### SET OF TASKS
(1) In the forum post on the ARMA(1,1) model, why does the code set a[1] equal to eta[1]?
(2) Render the entries as a Markdown table with the columns Index and Entry, one row per line and no rows for blank lines. Cover only the entries from the first line through the line containing "M15 11L0 3L0 333L14 328ZM12 256L5 256L11 254Z", and leave the pictures out.

### TEXT PASSAGE

——

ARMA(1,1) as part of hierarchical model term

Hi all, I am trying to build a model for my research, which is
y_{i,t} = x_{i,t}\beta + v_i + \eta_t + e_{i,t}
where:
e_{i,t}|\sigma \sim N(0,\sigma);
y_{i,t} | \beta, v_i,\eta_t,\sigma \sim N(x_{i,t}\beta+v_i+\eta_t, \sigma);
v_i | \sigma_v \sim N(0, \sigma_v);
\eta_t | \phi,\ theta, \sigma_\eta \sim ARMA(1,1).

And following is my code for r stan:


data{
  int<lower=0> T;
  int<lower=0> N;
  matrix[N,T]  x;
  matrix[N,T]  y;
}

parameters{
  real                    beta;
  real<lower=-1, upper=1> phi;
  real                    theta;
  real<lower=0>           sig2;
  real<lower=0>           sig2eta;
  real<lower=0>           sig2v;
  vector[N]               v;
  vector[T]               eta;
}

model{
  vector[T] a;      // error for time t
  for(i in 1:N){
    for(t in 1:T){
      y[i,t] ~ normal(x[i,t]*beta+v[i]+eta[t], sqrt(sig2));
    }
  }
  sig2 ~ uniform(0,5);
  for(i in 1:N){    //v[i] ~ normal(0,sig2v), so for each state i, v changes
    v[i] ~ normal(0,sqrt(sig2v));
  }
  sig2v ~ uniform(0,5);  
//ARMA(1,1) part
  a[1] = eta[1]; //this is ARMA(1,1) part and assume eta[0]=0, a[0]=0, mean coeff=0.??? what is eta[1]?
  for (t in 2:T) {
    a[t] = eta[t] - phi * eta[t-1] - theta * a[t-1]; //a[t]=eta[i,t]-eta.hat[i,t|t-1]
  }
  phi ~ uniform(-1,1);
  sig2eta ~ uniform(0,5);
  a ~ normal(0, sqrt(sig2eta));   
}

I have a question about the ARMA(1,1) part, is a[1]=eta[1] correct? there are 116 divergent transitions and the largest R-hat is 1.6, Bulk Effective Samples Size (ESS) is too low. Any suggestions are welcome! Thanks.

Hi!

——

[Records from a data source]

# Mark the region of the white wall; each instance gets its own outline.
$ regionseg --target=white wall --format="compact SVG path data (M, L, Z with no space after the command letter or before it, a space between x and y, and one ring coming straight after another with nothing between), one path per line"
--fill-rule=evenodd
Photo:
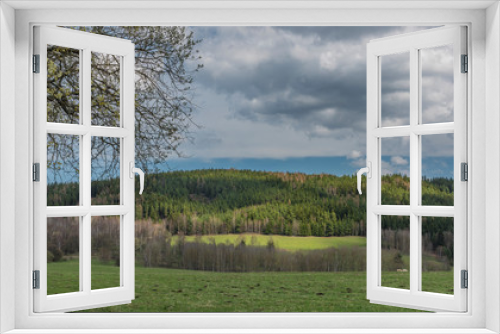
M15 11L0 3L0 333L14 328ZM12 256L5 256L11 254Z

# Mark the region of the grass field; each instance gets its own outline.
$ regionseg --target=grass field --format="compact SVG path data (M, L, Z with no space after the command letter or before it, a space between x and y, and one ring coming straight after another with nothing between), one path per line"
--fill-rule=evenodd
M65 290L78 273L78 262L48 264L49 291ZM116 282L117 267L95 263L102 287ZM402 286L408 273L387 273L391 285ZM76 275L76 277L78 277ZM370 304L364 272L216 273L136 267L136 298L128 305L83 312L415 312ZM424 273L435 292L449 293L453 272ZM62 286L62 287L61 287ZM74 291L74 290L73 290Z
M237 244L241 238L244 238L247 245L266 246L272 238L276 248L285 249L289 251L296 250L313 250L313 249L326 249L330 247L350 247L350 246L366 246L365 237L289 237L283 235L262 235L262 234L217 234L205 235L199 237L199 240L205 243L215 240L216 244ZM172 242L175 244L178 237L174 236ZM195 236L186 236L186 241L193 242L196 240Z

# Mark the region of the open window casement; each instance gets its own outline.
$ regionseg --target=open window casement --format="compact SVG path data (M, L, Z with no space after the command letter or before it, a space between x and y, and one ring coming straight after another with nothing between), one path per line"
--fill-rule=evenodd
M35 312L134 299L134 57L134 44L127 40L35 27ZM108 202L92 195L92 182L103 179L119 179ZM99 220L107 222L113 239L108 242L114 252L112 279L98 269L99 252L107 251L94 240ZM73 265L68 276L47 273L47 261L70 243L76 248L73 259L59 262ZM100 256L106 258L110 255ZM51 280L64 280L63 290L54 290Z
M441 52L442 50L446 52ZM468 69L467 64L462 63L466 60L464 57L466 54L466 28L458 26L373 40L367 45L368 166L364 171L368 172L367 298L372 303L434 311L466 311L467 289L462 286L462 275L466 274L463 271L467 269L467 182L462 180L461 173L466 167L462 167L462 164L467 163L466 72ZM449 68L440 65L444 57L449 57L448 62L451 64ZM400 62L401 59L403 60ZM400 70L406 73L406 84L401 78L391 75L390 69L394 66L403 66ZM433 71L440 73L441 76L447 76L450 84L447 86L438 81L433 82L426 72L429 68L433 68ZM408 87L402 88L402 85ZM384 90L388 89L396 92L384 96ZM407 93L403 92L405 89ZM448 115L437 117L439 108L429 107L431 100L435 104L446 105L450 111ZM396 108L390 110L388 107L390 103ZM399 116L394 117L394 114ZM398 121L395 122L394 119ZM451 203L454 204L449 206L432 203L432 200L429 202L429 196L422 187L423 177L426 176L423 157L439 156L441 154L439 145L444 145L446 138L451 138L449 145L451 153L448 159L453 165L450 173L453 175L451 196L454 196ZM401 145L406 147L408 152L403 155L408 158L395 161L396 163L402 161L404 164L409 160L409 203L387 203L383 199L382 175L388 173L385 157L392 149L392 144L386 143L391 141L403 143ZM407 191L408 185L404 187ZM395 216L401 221L408 222L405 230L409 236L409 247L408 254L403 255L403 260L409 258L407 261L409 267L397 269L401 279L408 281L409 284L406 286L399 283L388 284L387 280L384 280L385 270L396 271L394 268L387 269L386 260L383 259L386 251L384 238L387 237L384 235L384 220L395 219ZM428 283L432 282L425 281L428 280L426 275L429 272L427 264L424 266L424 262L427 263L429 260L428 254L425 253L426 247L423 246L426 238L425 224L436 218L441 221L451 221L451 228L444 233L444 238L447 235L450 238L451 233L449 242L452 246L447 249L443 247L443 252L451 254L450 270L453 273L453 277L450 275L449 289L446 293L429 292L433 291L428 288L430 285ZM394 237L397 231L396 234L394 230L391 233ZM438 263L436 259L431 260Z

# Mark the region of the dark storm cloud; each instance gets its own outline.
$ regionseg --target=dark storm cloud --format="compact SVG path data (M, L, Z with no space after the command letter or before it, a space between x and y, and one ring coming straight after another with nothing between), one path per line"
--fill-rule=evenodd
M231 117L335 140L366 136L366 43L423 27L192 29L203 38L205 68L197 77L198 89L223 96ZM384 125L408 124L408 57L390 58L383 61ZM435 95L432 101L443 98ZM432 105L431 100L426 105ZM430 113L450 110L433 108ZM356 142L364 146L364 140Z

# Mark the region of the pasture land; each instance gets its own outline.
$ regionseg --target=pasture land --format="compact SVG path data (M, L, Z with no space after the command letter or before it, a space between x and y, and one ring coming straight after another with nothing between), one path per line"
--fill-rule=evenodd
M178 236L172 237L172 243L176 244ZM366 237L346 236L346 237L290 237L284 235L262 235L256 233L245 234L216 234L204 235L200 237L186 236L186 242L194 242L197 239L204 243L215 241L216 244L237 245L243 239L245 244L252 246L267 246L272 239L274 246L278 249L289 251L314 250L326 248L339 248L351 246L366 246Z
M48 263L48 268L49 282L68 285L65 278L75 277L78 262ZM99 270L101 281L114 282L117 267L96 263L93 269ZM385 275L400 284L408 273ZM217 273L136 267L135 277L132 303L81 312L416 312L371 304L366 300L365 272ZM432 291L450 293L452 271L425 272L424 277L432 282ZM52 291L62 292L58 286Z

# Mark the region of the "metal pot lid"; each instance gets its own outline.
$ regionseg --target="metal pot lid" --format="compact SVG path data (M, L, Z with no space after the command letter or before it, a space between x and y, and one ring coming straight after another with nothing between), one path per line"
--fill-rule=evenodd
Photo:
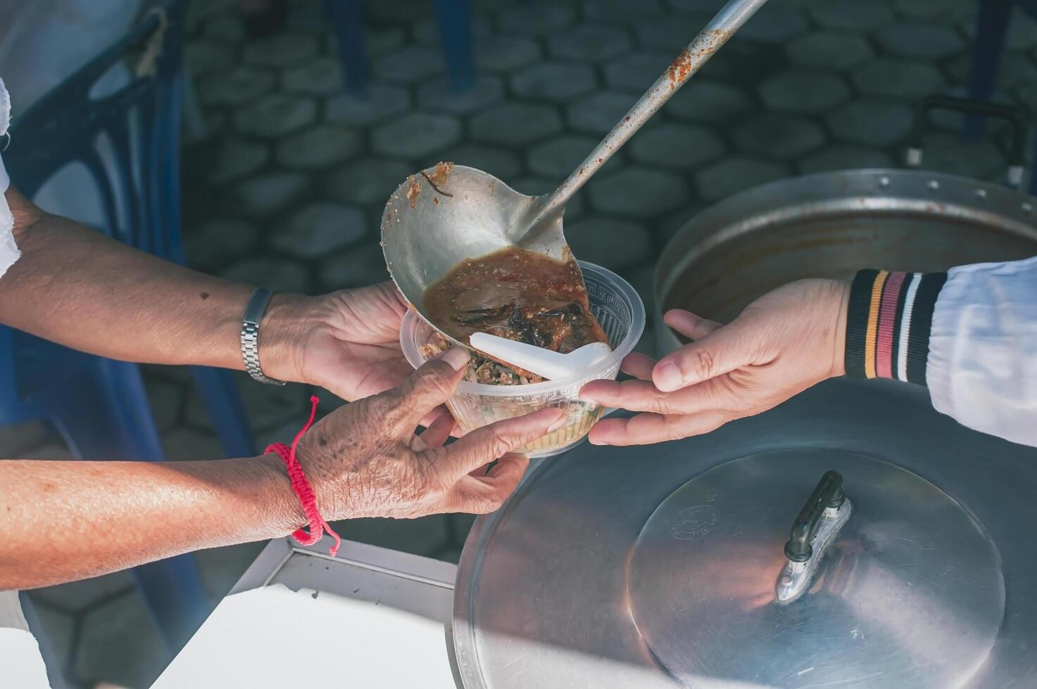
M804 509L830 469L842 517L838 491ZM458 672L468 689L1037 686L1035 492L1037 450L874 381L679 442L585 444L476 522ZM792 554L818 556L789 596L801 511Z
M841 505L812 504L811 552L790 559L793 521L831 469ZM816 449L732 460L668 495L634 545L627 592L652 655L694 687L959 687L1005 609L997 551L953 498L887 462Z

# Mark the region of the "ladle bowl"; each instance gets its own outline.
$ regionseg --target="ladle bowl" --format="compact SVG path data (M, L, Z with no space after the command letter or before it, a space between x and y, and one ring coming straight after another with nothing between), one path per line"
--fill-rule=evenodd
M396 189L382 217L389 274L411 307L431 322L425 289L467 258L509 247L567 258L561 213L540 232L527 233L530 218L542 208L542 197L520 194L475 168L441 163L422 170Z
M491 174L448 163L408 177L386 204L382 247L389 274L414 310L431 323L424 304L425 289L467 259L509 247L556 260L569 258L562 233L565 203L764 2L729 0L549 195L526 196Z

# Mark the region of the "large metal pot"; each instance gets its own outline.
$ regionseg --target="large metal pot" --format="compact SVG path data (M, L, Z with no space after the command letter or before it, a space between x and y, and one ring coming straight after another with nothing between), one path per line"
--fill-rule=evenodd
M844 170L751 189L693 218L663 252L654 287L658 347L680 344L663 323L667 309L728 322L801 278L1033 256L1035 206L1037 199L1017 190L917 170Z

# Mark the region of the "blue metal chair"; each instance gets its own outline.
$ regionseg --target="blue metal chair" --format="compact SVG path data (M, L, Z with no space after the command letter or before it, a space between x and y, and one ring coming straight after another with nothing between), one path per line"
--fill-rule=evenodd
M179 127L186 4L156 3L123 38L19 115L4 152L12 183L30 198L68 164L82 164L100 192L106 222L99 229L176 262L184 261ZM146 74L114 93L91 97L99 78L130 58L149 65ZM227 454L254 455L230 373L200 367L192 372ZM0 424L37 419L53 424L79 458L164 459L136 364L0 327ZM134 576L164 639L178 648L207 610L195 558L144 565Z
M345 90L363 97L368 79L363 0L326 0L325 8L338 42ZM436 11L450 73L450 86L454 91L465 91L475 83L472 21L468 0L436 0Z
M980 0L976 17L976 40L972 62L969 65L969 97L989 102L998 84L998 70L1005 52L1008 24L1016 7L1037 20L1037 0ZM984 118L971 115L965 118L964 138L975 141L983 135ZM1037 141L1035 141L1037 144ZM1037 147L1034 148L1037 166ZM1030 193L1037 194L1037 167L1030 175Z

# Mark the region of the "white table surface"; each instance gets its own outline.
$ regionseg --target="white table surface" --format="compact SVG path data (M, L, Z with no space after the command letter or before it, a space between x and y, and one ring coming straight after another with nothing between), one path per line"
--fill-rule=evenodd
M331 539L272 541L152 689L456 689L454 565Z

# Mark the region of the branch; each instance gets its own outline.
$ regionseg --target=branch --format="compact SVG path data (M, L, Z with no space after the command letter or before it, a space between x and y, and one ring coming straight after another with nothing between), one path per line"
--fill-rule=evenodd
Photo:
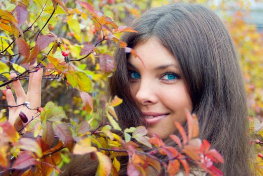
M55 12L56 11L56 10L55 9L55 8L54 8L54 10L53 10L53 12L51 14L51 15L50 15L50 16L49 17L49 18L48 18L48 19L47 19L47 21L46 21L46 23L44 25L44 26L43 26L43 27L41 28L41 29L40 29L40 30L37 33L37 37L36 37L36 41L37 40L37 38L38 37L38 36L39 35L39 34L40 34L40 33L41 32L41 31L44 29L44 28L46 27L46 26L47 25L47 24L48 23L48 22L49 21L49 20L50 20L50 19L51 19L52 17L53 16L53 15L54 15L54 13L55 13Z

——

### COMPLETE ANSWERS
(1) The code comment states that the ARMA(1,1) part assumes eta[0]=0, a[0]=0, and a mean coefficient of 0. Under those assumptions, nothing from before the first period enters, so a[1] is set to eta[1].

(2)
| Index | Entry |
|---|---|
| 1 | # Mark the region of the white wall; each instance gets its own outline. |
| 2 | $ regionseg --target=white wall --format="compact SVG path data (M, L, Z with no space after the command letter or before it, a space between x and y, and one ring coming straight after another with nothing between), one path per line" |
| 3 | --fill-rule=evenodd |
| 4 | Photo: |
| 5 | M15 11L0 3L0 333L14 328ZM12 256L5 256L11 254Z |